- [Exercise brief]: Return each line of the material below that contains the string "track", copying every such line in full.
'''
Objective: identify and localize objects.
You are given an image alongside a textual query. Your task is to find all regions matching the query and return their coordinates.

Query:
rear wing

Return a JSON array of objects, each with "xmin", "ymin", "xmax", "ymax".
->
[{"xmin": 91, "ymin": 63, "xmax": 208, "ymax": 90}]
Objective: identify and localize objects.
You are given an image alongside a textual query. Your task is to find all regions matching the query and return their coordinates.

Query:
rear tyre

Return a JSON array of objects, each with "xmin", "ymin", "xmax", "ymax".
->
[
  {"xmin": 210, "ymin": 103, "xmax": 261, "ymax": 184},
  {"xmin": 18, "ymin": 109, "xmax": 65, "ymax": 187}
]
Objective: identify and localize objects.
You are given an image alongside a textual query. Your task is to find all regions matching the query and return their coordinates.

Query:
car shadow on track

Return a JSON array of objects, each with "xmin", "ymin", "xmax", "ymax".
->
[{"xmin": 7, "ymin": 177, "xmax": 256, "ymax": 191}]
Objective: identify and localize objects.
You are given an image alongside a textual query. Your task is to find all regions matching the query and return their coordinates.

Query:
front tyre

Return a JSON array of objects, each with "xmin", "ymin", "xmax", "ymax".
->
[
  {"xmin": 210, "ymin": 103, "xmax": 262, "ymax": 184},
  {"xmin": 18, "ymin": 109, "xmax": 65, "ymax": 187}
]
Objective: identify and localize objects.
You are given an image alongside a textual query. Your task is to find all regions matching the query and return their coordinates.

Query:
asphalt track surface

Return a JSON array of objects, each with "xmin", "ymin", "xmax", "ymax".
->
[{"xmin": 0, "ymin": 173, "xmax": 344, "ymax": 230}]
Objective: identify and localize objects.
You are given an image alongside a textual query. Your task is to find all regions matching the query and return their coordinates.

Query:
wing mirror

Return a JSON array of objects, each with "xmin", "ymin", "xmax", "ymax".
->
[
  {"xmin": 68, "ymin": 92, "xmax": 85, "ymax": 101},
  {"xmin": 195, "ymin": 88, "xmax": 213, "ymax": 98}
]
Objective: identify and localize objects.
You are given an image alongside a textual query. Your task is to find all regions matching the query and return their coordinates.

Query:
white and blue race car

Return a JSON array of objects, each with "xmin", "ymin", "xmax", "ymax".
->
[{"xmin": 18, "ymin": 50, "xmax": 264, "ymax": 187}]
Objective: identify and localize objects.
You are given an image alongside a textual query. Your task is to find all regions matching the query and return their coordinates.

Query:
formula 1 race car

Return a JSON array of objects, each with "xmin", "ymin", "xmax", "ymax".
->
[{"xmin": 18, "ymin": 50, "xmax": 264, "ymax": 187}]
'''
- [Answer]:
car shadow on track
asphalt track surface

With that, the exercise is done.